(Items listed in a dataset)

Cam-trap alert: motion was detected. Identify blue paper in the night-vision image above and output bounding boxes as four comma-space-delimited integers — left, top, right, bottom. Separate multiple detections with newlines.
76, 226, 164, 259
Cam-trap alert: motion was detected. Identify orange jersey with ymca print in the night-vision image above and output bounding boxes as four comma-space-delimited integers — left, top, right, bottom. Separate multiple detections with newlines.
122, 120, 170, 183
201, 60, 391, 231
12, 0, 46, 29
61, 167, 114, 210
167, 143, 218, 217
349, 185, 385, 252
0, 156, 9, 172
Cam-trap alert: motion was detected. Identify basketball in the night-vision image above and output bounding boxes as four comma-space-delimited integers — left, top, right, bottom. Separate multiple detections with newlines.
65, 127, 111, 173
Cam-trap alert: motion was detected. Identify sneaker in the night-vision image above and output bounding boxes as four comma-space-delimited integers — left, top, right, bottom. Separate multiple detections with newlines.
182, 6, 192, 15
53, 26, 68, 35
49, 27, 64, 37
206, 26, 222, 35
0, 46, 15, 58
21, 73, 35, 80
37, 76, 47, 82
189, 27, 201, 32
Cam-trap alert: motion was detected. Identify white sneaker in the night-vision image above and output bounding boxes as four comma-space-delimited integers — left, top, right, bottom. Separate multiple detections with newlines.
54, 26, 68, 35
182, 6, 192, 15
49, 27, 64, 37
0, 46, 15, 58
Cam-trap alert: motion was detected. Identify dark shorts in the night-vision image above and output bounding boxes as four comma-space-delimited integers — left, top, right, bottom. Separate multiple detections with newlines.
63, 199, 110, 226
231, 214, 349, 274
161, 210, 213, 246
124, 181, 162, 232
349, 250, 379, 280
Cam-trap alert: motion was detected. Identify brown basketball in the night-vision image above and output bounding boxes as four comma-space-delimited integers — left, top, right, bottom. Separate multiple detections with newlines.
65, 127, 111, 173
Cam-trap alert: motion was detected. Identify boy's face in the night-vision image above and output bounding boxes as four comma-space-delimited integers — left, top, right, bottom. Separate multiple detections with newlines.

— WRITTEN INSTRUCTION —
Copy the data from the line containing "Cam-trap alert: motion was detected. Identify sneaker" through the end, requests included, and offset every bounding-box coordinate in the answers by adding 23.

— WRITTEN SOLUTION —
Cam-trap alert: motion was detected. Identify sneaker in the night-vision image above and output bounding boxes as four comma-space-delimited integers — left, top, right, bottom. Separate multiple detections with newlines.
205, 29, 215, 38
76, 49, 91, 58
72, 50, 87, 60
229, 49, 245, 58
23, 69, 38, 81
44, 96, 58, 103
60, 99, 70, 105
212, 50, 224, 55
Cam-trap alert: motion was detected. Identify white sneaker in the night-vision image above and output bounding boxes as four comma-space-delimited integers — left, top, right, bottom. Separate multiple detections with newlines.
77, 49, 91, 58
205, 29, 215, 38
72, 50, 87, 60
23, 69, 38, 81
Cam-trap alert: motion was detected. Identify dark shorts in the night-vision image above and output bounding boxes as four comma-space-delimited integers — left, top, right, bottom. Separate multiple detections with newlines.
86, 222, 133, 249
254, 237, 372, 297
184, 233, 236, 269
147, 204, 185, 255
372, 273, 402, 303
Cam-trap alert: motion was detected. Identify brown basketball in the night-vision image above and output bounding boxes as four comma-space-delimited integers — left, top, right, bottom. Separate multiple detections with newlines.
88, 150, 134, 196
Cam-trap alert: motion was detected. Identify boy's face in the night-vision image above and output bounding boxes as four comma-space-delimited integers — left, top, right, bottom. Separate multiple detections with newlines.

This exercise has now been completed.